▸ What you have to do
Format the lines in every one of the entries below as a numbered list, omitting any blank lines.

[Records of labeled points]
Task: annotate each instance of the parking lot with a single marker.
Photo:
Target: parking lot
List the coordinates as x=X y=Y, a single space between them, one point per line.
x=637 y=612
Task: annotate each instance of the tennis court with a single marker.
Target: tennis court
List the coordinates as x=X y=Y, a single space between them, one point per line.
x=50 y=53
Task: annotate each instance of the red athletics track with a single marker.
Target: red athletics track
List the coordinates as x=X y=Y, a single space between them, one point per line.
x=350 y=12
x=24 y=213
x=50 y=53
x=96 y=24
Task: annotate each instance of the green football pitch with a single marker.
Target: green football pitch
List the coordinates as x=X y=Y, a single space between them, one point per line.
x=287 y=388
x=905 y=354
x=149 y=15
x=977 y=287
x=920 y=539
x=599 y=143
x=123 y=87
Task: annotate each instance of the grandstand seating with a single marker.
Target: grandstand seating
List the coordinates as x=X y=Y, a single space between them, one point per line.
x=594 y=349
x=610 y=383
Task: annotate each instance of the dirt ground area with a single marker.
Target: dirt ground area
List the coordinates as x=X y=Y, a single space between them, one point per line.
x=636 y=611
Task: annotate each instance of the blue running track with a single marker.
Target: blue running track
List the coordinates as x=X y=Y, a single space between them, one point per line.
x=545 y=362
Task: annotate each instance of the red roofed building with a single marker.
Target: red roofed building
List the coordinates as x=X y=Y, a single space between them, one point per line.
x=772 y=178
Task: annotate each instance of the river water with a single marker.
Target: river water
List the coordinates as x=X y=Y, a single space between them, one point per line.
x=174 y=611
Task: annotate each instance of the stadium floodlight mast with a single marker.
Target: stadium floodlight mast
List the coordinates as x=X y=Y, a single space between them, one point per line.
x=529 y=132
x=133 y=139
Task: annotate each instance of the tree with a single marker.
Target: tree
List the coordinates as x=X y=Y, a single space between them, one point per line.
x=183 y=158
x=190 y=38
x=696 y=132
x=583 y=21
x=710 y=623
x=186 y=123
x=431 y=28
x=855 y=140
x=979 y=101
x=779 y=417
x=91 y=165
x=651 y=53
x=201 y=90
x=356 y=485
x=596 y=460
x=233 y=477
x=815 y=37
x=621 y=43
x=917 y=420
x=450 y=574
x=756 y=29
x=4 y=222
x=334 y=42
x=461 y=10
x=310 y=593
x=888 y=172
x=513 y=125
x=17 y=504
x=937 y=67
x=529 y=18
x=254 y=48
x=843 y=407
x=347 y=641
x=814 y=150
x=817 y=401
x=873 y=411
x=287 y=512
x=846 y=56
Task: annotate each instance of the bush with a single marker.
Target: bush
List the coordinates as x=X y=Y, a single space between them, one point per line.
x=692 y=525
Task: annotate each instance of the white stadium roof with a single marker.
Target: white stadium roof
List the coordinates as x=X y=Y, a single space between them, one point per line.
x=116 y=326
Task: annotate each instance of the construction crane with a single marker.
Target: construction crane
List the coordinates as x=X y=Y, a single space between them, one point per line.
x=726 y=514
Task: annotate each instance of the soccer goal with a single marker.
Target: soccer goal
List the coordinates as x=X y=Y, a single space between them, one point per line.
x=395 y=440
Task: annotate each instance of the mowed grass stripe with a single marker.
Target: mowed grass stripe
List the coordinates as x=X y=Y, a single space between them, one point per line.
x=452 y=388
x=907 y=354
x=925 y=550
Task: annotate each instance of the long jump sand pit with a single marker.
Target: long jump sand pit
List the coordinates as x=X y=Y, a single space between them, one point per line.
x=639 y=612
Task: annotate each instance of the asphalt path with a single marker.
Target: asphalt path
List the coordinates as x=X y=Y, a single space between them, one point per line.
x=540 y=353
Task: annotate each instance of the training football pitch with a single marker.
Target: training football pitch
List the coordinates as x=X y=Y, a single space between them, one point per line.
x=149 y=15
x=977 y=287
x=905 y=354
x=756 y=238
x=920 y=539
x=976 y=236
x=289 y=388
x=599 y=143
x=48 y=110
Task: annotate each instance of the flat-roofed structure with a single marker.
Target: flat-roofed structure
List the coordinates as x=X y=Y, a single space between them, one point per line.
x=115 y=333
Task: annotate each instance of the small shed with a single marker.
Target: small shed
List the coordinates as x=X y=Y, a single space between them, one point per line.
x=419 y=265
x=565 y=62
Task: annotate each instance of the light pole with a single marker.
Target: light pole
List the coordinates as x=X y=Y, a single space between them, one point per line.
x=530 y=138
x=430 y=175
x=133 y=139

▸ Solution for this task
1. Task: annotate each instance of the parking lot with a single marker.
2. Photo:
3. Target: parking lot
4. List the coordinates as x=X y=Y, a single space between them, one point per line.
5. x=637 y=612
6. Task: annotate each instance of the tennis court with a single marker.
7. Target: tennis court
8. List the coordinates as x=X y=Y, a single space between them, one point per line.
9. x=50 y=53
10. Task: annotate each instance of the red athletics track with a single marker.
11. Target: red athletics track
12. List the coordinates as x=X y=Y, a single space between them, one point per line.
13. x=350 y=12
14. x=24 y=213
15. x=50 y=53
16. x=96 y=24
17. Task: annotate each instance of the green football pitch with a single marker.
18. Target: green football pitch
19. List the coordinates as x=X y=Y, a single space between them, one point per line.
20. x=287 y=388
21. x=905 y=354
22. x=149 y=15
23. x=977 y=287
24. x=920 y=539
25. x=599 y=143
26. x=123 y=87
27. Task: annotate each instance of the grandstand seating with a single marker.
28. Target: grandstand seating
29. List the coordinates as x=X y=Y, a single space between them, one point per line.
30. x=594 y=349
31. x=610 y=383
32. Task: annotate each instance of the dirt ground area with a single marker.
33. Target: dirt ground area
34. List the coordinates as x=X y=Y, a single space between them, one point per line.
35. x=636 y=611
36. Task: annotate each instance of the blue running track with a single marker.
37. Target: blue running track
38. List the coordinates as x=X y=Y, a single space between them, one point per line.
39. x=545 y=362
40. Task: annotate each instance of the red roofed building with a single marker.
41. Target: red roofed building
42. List the coordinates as x=X y=Y, a single space between them, one point per line.
43. x=772 y=178
44. Task: annotate each instance of the river water with a single marker.
45. Target: river water
46. List the coordinates as x=X y=Y, a single space between them, one point per line.
47. x=174 y=611
48. Task: annotate each instance of the stadium floodlight mast with a single marker.
49. Target: stadium floodlight mast
50. List the coordinates as x=X y=Y, a single space between them, one point per line.
51. x=529 y=132
52. x=133 y=139
53. Task: annotate each instance of the tree with a single marker.
54. Target: tree
55. List the coordinates as x=X y=Y, a single space between them, one point per line.
56. x=183 y=158
57. x=190 y=38
58. x=696 y=132
59. x=583 y=21
60. x=710 y=623
61. x=186 y=123
62. x=431 y=28
63. x=855 y=140
64. x=979 y=101
65. x=779 y=417
66. x=91 y=165
67. x=651 y=53
68. x=201 y=90
69. x=356 y=485
70. x=596 y=460
71. x=233 y=477
72. x=815 y=37
73. x=621 y=43
74. x=917 y=420
75. x=450 y=574
76. x=756 y=29
77. x=4 y=222
78. x=334 y=42
79. x=461 y=10
80. x=310 y=593
81. x=888 y=172
82. x=513 y=125
83. x=17 y=504
84. x=937 y=67
85. x=529 y=18
86. x=254 y=48
87. x=843 y=407
88. x=347 y=641
89. x=814 y=150
90. x=817 y=401
91. x=873 y=411
92. x=287 y=512
93. x=846 y=56
94. Task: annotate each instance of the bush with a single marker.
95. Target: bush
96. List the coordinates as x=X y=Y, a single space between them, one point per line.
97. x=692 y=525
98. Task: annotate each instance of the white stadium roof with a single marker.
99. Target: white stadium roof
100. List the coordinates as x=X y=Y, a single space between them, one point per line.
101. x=116 y=326
102. Task: annotate each instance of the construction crane with a single marker.
103. Target: construction crane
104. List the coordinates as x=X y=Y, a single space between them, one point per line.
105. x=726 y=514
106. Task: annotate each instance of the soccer goal with a single marker.
107. Target: soccer goal
108. List the coordinates as x=X y=Y, a single space between them, one point per line.
109. x=395 y=440
110. Task: annotate each instance of the mowed grass stripe with a single marker.
111. Target: mowed grass stripe
112. List the coordinates as x=X y=Y, a single space between them, one point per line.
113. x=452 y=388
114. x=907 y=354
115. x=925 y=550
116. Task: annotate each instance of the long jump sand pit with a single marker.
117. Target: long jump sand pit
118. List the coordinates as x=X y=Y, a single space between them, one point per line.
119. x=639 y=612
120. Task: annotate each instance of the asphalt path with a single marker.
121. Target: asphalt path
122. List the coordinates as x=X y=Y, a single space between them, one point per line.
123. x=540 y=353
124. Task: annotate each instance of the training football pitch with a single marker.
125. Target: training football pitch
126. List the coordinates as x=X y=Y, a single space between them, one point per line.
127. x=149 y=15
128. x=977 y=287
129. x=905 y=354
130. x=756 y=238
131. x=920 y=539
132. x=976 y=236
133. x=289 y=388
134. x=599 y=143
135. x=48 y=110
136. Task: annotate each instance of the flat-roofed structure with a single marker.
137. Target: flat-roofed structure
138. List the coordinates as x=X y=Y, a single space between them, one point per line.
139. x=115 y=333
140. Task: annotate each instance of the small shed with a single marker.
141. Target: small shed
142. List the coordinates as x=X y=Y, a single space between them, one point per line.
143. x=419 y=265
144. x=565 y=62
145. Task: annotate each instance of the light pole with a single marker.
146. Target: light pole
147. List the coordinates as x=X y=Y, a single space between them, one point per line.
148. x=530 y=138
149. x=430 y=175
150. x=133 y=139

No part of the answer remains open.